- ÉNONCÉ DU PROBLÈME:
Pouvez-vous poursuivre le texte sur l'enfance d'Eddy Bellegueule à partir de sa dernière phrase ?

- TEXTE SOURCE:
C’est une histoire aussi monstrueuse que violente, qui se déroule en Picardie, au sein de cette France d’en bas, prise en étau entre ciel gris, chômage, et familles trop nombreuses. C’est un livre bouleversant qui caracole en tête des ventes et qui assure à son jeune auteur de 21 ans une présence dans tous les médias. Pourquoi tant de succès ?
Edouard Louis est le nom que s’est attribué Eddy Bellegueule. Oui, la fiction sonne plus vraie que la réalité. Et ce n’est que le début. Si Edouard Louis laisserait supposer un jeune homme cultivé, bien élevé issu de milieux privilégiés, Eddy Bellegueule est né dans une famille pauvre, sans culture, ni éducation, dans le Nord de la France, là où il n’avait aucun avenir, ni aucune chance d’être autre chose que rien, là où les maisons aux murs humides et aux poussières incessantes imposent une promiscuité sans autre séparation que des rideaux comme dans les hôpitaux du début du siècle.
« De mon enfance je n’ai aucun souvenir heureux ». C’est ainsi que commence le récit. Eddy Bellegueule raconte cette enfance de la privation et de la négation de soi, qui fait de chacun un rouage d’un système qui l’écrase : comment espérer quoi que ce soi,t quand la seule échappatoire est de se gaver de chips ou de regarder la télévision ?
Il existe une intense violence au coeur de cette condition inhumaine. On pense à la pauvreté brutale décrite par John Fante ou à la honte d'Annie Ernaux A cette violence sociale et incompressible s’ajoute une deuxième, celle de sa « différence », Eddy est efféminé, trop sensible « toujours collé à sa mère ». Bien sûr il n’aime pas le foot, il a la voix haut perché et se fait traiter de « pédale, un pédé, une tantouse un enculé, une tarlouze, une tapette, une fiotte, une tafiole, une grosse tante. .. » . Honte sur lui et sa famille. Etre un homme, disposer d’ « un sacré engin » comme son père ( ainsi que l'évoque crûment la mère) serait-il la seule issue pour exister chez les sans-grade ? La seule ligne de respect ?
Cette différence fait la perte d’Eddy dans le système parfaitement fermé et presque automatisé de ce milieu du « presque rien » où il n’est quand même pas question que quiconque puisse devenir quelque chose et encore moins quelqu’un, a fortiori de « spécial ». En cela le témoignage d'Edouard Louis est presque sociologique : on comprend son intérêt pour Pierre Bourdieu sur lequel il a écrit un livre, Pierre Bourdieu: l'insoumission en héritage (PUF). Mais c’est aussi cette différence qui va le sauver. Le martyr, les vexations et les brutalités abjectes dont il fait l’objet ne peuvent que l’anéantir … ou lui donner envie de fuir. Quand il n’y a plus d’issue, la survie impose une solution radicale. Tout plutôt que « ça ». La salvation viendra d’une professeure de théâtre et d’une proviseure qui l’aidera à poursuivre ses études et lui donnera les clés de la liberté.

Enregistrements de données:
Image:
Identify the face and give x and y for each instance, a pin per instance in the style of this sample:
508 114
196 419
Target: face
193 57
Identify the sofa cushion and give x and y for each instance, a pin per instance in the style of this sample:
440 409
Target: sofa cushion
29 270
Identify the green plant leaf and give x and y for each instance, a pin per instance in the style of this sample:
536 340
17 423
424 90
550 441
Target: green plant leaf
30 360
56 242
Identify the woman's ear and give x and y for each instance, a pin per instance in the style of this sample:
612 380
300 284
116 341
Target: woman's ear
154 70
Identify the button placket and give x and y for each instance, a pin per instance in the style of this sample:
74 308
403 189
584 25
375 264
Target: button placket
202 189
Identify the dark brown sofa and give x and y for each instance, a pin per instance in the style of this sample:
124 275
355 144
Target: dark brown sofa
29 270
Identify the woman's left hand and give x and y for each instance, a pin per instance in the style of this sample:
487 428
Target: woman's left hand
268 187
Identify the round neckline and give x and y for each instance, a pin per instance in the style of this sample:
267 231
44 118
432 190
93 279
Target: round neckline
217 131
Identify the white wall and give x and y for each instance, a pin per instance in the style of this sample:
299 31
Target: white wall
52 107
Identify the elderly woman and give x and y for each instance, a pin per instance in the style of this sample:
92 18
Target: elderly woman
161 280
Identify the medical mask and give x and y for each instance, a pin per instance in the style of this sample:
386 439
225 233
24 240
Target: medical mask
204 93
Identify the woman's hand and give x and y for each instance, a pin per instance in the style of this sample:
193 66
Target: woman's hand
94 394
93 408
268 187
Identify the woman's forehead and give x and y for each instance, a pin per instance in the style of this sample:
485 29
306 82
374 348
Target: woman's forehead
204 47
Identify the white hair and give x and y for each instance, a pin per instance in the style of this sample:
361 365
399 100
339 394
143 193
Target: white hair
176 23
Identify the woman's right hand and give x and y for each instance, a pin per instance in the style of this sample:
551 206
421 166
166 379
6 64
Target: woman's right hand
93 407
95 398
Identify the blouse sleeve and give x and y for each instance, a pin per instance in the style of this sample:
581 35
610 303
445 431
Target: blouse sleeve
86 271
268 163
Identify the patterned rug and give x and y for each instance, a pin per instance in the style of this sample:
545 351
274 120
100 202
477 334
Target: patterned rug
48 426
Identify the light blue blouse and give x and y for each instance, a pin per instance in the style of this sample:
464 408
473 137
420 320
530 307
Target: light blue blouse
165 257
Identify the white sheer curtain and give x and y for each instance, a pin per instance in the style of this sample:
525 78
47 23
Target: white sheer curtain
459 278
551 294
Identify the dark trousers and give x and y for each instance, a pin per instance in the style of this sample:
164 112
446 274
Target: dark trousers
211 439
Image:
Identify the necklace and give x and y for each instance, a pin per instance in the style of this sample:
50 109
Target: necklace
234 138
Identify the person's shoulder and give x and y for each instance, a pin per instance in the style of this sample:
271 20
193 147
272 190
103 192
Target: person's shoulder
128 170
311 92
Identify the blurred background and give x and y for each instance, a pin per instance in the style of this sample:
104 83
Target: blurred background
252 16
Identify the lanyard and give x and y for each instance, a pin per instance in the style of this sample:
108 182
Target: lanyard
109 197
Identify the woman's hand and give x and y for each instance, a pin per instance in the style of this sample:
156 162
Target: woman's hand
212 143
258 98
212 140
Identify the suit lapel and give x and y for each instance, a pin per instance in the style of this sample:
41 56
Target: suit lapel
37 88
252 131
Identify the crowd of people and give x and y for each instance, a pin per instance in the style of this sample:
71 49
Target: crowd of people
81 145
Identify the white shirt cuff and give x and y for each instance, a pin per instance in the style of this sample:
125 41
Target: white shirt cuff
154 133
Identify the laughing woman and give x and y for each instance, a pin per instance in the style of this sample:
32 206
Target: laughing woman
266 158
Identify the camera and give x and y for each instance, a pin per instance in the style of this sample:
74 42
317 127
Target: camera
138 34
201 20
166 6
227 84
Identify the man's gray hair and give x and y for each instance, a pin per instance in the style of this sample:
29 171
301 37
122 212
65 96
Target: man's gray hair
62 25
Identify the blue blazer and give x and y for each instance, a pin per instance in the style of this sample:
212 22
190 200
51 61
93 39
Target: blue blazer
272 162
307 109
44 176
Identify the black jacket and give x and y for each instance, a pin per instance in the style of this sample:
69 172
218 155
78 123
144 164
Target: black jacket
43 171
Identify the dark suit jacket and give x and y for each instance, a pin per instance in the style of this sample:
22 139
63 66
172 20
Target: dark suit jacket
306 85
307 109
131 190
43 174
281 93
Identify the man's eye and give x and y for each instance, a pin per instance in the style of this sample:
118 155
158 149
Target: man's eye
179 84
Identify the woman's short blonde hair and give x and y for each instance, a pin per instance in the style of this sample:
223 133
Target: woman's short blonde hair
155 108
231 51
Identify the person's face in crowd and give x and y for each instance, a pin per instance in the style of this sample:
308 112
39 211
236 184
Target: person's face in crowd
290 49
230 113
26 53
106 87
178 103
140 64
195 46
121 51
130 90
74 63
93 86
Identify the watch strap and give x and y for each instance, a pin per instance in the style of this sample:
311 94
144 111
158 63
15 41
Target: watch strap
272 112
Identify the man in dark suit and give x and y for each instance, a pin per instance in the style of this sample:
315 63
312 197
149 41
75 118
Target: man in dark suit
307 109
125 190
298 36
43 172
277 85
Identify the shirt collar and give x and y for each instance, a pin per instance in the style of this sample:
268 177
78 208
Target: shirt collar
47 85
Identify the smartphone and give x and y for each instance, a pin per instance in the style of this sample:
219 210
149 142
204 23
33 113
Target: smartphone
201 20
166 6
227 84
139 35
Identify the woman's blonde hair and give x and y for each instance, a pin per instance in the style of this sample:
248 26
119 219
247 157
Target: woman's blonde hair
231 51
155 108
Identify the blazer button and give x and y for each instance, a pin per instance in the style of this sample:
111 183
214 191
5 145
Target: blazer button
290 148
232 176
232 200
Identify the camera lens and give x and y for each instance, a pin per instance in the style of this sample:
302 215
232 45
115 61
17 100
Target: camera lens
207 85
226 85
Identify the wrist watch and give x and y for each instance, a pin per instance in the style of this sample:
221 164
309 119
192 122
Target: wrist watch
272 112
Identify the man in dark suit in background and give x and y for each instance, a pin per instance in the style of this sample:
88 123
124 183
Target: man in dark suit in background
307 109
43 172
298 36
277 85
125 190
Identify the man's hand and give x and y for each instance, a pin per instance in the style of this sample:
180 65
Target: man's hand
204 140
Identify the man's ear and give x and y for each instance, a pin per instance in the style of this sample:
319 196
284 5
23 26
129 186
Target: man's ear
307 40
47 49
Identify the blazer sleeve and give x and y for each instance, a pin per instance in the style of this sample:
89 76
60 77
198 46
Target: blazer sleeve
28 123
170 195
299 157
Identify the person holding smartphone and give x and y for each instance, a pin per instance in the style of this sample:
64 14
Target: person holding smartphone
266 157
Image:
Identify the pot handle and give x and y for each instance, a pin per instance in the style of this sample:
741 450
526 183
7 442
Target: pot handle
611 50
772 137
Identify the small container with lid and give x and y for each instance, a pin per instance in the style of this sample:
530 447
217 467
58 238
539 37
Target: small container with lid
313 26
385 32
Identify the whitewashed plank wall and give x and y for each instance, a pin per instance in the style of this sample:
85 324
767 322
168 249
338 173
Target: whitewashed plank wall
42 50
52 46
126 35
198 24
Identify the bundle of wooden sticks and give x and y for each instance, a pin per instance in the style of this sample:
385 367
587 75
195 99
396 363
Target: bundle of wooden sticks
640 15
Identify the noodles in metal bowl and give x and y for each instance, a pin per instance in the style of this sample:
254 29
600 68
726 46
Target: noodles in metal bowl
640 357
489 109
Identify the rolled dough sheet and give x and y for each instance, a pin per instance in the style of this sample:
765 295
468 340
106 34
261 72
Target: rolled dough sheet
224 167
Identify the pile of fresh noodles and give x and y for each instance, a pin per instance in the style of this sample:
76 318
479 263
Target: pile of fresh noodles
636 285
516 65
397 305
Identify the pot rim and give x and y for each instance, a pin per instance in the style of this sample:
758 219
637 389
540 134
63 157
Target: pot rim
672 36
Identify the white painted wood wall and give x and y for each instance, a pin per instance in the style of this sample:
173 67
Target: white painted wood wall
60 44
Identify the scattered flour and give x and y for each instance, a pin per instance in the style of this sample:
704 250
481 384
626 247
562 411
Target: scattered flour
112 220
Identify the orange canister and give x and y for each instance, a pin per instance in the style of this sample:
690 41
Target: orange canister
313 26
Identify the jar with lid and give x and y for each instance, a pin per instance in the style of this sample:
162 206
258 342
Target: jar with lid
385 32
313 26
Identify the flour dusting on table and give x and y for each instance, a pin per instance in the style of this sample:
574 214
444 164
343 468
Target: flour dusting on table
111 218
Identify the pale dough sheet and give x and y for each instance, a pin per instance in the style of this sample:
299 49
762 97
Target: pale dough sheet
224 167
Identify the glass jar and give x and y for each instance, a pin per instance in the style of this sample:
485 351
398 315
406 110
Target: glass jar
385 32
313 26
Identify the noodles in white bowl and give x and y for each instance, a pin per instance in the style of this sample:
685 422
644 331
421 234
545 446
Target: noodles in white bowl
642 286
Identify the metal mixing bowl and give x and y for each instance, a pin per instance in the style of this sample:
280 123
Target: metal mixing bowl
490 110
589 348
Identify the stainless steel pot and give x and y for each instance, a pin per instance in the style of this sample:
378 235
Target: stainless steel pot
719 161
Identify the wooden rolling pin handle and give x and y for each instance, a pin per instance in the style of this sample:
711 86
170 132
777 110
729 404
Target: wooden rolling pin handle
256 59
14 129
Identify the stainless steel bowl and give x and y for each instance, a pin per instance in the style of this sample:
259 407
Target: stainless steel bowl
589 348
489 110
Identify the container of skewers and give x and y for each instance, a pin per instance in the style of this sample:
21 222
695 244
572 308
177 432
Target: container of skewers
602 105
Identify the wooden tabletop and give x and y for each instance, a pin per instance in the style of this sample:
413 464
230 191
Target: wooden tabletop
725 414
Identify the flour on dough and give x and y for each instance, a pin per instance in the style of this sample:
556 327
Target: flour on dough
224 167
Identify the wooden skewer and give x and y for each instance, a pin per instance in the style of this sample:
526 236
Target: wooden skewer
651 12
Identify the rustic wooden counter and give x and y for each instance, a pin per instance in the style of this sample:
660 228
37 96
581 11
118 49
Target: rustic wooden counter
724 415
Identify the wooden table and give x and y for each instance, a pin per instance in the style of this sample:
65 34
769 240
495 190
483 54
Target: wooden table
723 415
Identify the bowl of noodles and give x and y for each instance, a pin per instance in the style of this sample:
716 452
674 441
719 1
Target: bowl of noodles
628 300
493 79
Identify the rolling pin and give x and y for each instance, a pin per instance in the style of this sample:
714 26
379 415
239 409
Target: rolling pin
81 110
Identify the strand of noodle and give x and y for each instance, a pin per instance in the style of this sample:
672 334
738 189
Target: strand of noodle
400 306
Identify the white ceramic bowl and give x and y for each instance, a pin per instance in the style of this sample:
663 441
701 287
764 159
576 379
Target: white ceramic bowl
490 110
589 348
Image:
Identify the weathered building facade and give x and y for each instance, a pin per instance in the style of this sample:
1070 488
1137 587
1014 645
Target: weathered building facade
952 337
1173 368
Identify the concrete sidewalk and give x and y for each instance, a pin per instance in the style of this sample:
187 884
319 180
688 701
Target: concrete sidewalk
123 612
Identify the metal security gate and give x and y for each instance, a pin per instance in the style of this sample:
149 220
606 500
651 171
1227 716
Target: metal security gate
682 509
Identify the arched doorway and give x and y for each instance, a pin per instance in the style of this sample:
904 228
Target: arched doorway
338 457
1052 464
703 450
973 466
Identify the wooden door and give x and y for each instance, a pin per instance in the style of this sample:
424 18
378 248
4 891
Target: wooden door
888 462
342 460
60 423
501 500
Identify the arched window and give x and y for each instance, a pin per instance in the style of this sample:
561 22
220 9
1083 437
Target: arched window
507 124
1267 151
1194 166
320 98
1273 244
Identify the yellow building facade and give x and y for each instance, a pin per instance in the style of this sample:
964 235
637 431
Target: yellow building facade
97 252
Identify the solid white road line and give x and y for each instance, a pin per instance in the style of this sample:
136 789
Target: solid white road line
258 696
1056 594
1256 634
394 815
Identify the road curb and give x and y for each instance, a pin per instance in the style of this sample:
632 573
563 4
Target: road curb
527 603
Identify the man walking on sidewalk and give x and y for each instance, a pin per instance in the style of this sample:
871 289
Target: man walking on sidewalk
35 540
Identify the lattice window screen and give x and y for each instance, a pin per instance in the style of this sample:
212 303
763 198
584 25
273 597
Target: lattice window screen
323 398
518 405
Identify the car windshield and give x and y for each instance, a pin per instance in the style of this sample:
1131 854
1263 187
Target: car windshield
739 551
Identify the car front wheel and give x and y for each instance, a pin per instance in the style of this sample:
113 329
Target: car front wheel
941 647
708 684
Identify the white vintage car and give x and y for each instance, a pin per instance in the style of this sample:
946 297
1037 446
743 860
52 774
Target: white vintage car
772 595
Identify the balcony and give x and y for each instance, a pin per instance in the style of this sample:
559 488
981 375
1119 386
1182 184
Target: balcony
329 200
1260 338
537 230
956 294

- CORRIGÉ DE L'EXERCICE:
On comprend pourquoi ce livre plaît bien. Il a quelque chose d'une success story : pauvre, homosexuel, il était doublement exclu. C'est presque une histoire de télé-réalité : bienvenue chez les Ch'tis version trash. Mais, ouf, Eddy est finalement sauvé par l’école de la République et suit un des plus brillants parcours : l’ENS , deux livres à son actif déjà, dont un qui caracole en tête des ventes (plus de 50 000 exemplaires à ce jour). Le petit Eddy Bellegueule est bien devenu Edouard Louis. Mais qui est Edouard Louis ? N'est-ce pas maintenant la seule question qui compte, au-delà bien sûr de l’émotion du témoignage qui émeut les « bobos bien au chaud chez eux » ? L’écriture assez distanciée et presque un peu sage du livre, ne donne pas la pleine mesure du tsunami profond vécu par ce jeune homme. Ni de sa rage, ni de son désespoir, ni de l’immense force dont il a dû faire preuve pour fuir, passer ses concours, croire en son destin, oser écrire…
Nous ne savons pas si un auteur est né. Ce qui est sûr c’est que son combat pour exister a été la source de cette force claire qui lui a permis de raconter son enfance avec le détachement du dédoublement. Maintenant qu’Eddy Bellegueule est mort, longue vie à Edouard Louis. Quand écrira-t-il son prochain livre, celui qui lui permettra peut-être de sortir ses mots à lui ( et non ses maux), de déployer en toute liberté son sens du récit et son art de la scénographie littéraire ? De parler non plus comme un enfant blessé, mais comme un véritable écrivain ? Nous sommes impatients de le dévouvrir.